▶ _TASK_
Reproduce every one of the following entries verbatim, keeping their original order.

— Start —

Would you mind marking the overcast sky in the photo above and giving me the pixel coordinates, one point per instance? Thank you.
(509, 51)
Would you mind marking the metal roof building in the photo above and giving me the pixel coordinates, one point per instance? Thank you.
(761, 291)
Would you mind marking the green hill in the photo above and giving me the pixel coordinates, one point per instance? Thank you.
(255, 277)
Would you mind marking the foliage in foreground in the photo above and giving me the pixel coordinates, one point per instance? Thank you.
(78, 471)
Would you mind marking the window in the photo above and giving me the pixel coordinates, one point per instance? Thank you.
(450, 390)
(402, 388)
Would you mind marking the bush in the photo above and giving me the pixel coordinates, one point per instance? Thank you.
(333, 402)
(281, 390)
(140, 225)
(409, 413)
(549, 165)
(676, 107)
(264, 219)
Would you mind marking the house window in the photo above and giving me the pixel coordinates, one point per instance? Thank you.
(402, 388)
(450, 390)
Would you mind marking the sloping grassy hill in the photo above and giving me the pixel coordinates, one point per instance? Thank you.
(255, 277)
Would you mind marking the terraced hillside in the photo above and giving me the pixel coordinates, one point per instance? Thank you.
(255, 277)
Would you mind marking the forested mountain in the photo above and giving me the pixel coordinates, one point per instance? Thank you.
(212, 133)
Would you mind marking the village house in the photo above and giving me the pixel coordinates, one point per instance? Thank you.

— End —

▶ _EXERCISE ANSWER_
Would you mind marking the overcast sky in the photo above and giving me the pixel coordinates, one point per instance? Thank you.
(509, 51)
Would you mind marking the metal roof building in the photo above and giving me the pixel coordinates, one point per instance? Thank you.
(761, 291)
Would you mind marking the green hill in the photo above and giving me the pixel coordinates, one point per instance? Thank you.
(255, 277)
Would you mind marking the foliage in foreground in the photo above and giving me the pixel coordinates, one point per instance? Thank you.
(78, 471)
Would you mind marking the window in the photo above and giving me the pixel coordinates, one point per instance? Thank you.
(450, 390)
(402, 388)
Would you mind marking the bush in the photo above and giving me the pixel coordinates, one point per instance? Thank you.
(333, 402)
(281, 390)
(140, 225)
(409, 413)
(549, 165)
(676, 107)
(264, 219)
Would you mind marking the house window in the photo above and giving me the pixel coordinates, one point per instance? Thank you.
(402, 388)
(450, 390)
Would you mind marking the sloping grassy hill in the photo above and giving me the pixel coordinates, one point per instance? Thank you.
(255, 277)
Would you mind marking the terraced hillside in the photo above and giving me the pixel coordinates, one point per instance? Thank you.
(255, 277)
Would you mind marking the forested mountain in the photo above and giving me the pixel coordinates, one point per instance? Thank you.
(212, 133)
Would you mind marking the village house in the photo above and giving me the pixel coordinates, one point per instance? Thank you.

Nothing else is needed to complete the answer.